Instructions for the task → Repeat the data below word for word, omitting the pictures.
________________________
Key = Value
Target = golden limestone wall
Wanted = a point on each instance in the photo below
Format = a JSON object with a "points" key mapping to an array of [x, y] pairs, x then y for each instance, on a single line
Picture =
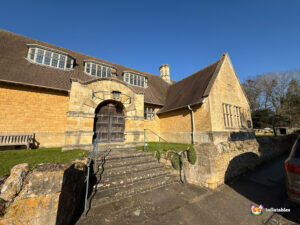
{"points": [[82, 105], [227, 89], [153, 125], [176, 126], [26, 109]]}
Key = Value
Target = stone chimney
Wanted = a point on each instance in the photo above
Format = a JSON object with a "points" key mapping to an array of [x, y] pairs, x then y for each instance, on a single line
________________________
Task answer →
Key = Value
Target = golden limestone wall
Wanted = a point on each instance in the photo below
Format = a JSON object with a "points" key mapping to an array of [x, y] pairs, x then y for each instance, on a single line
Picture =
{"points": [[82, 105], [227, 89], [153, 125], [176, 126], [26, 109]]}
Key = Value
Target = stone chimney
Wanted = a point on each instance in the photo above
Format = a JSON object with a "points" key mapping to an array of [x, y] pairs, x then y for each instance, on a single line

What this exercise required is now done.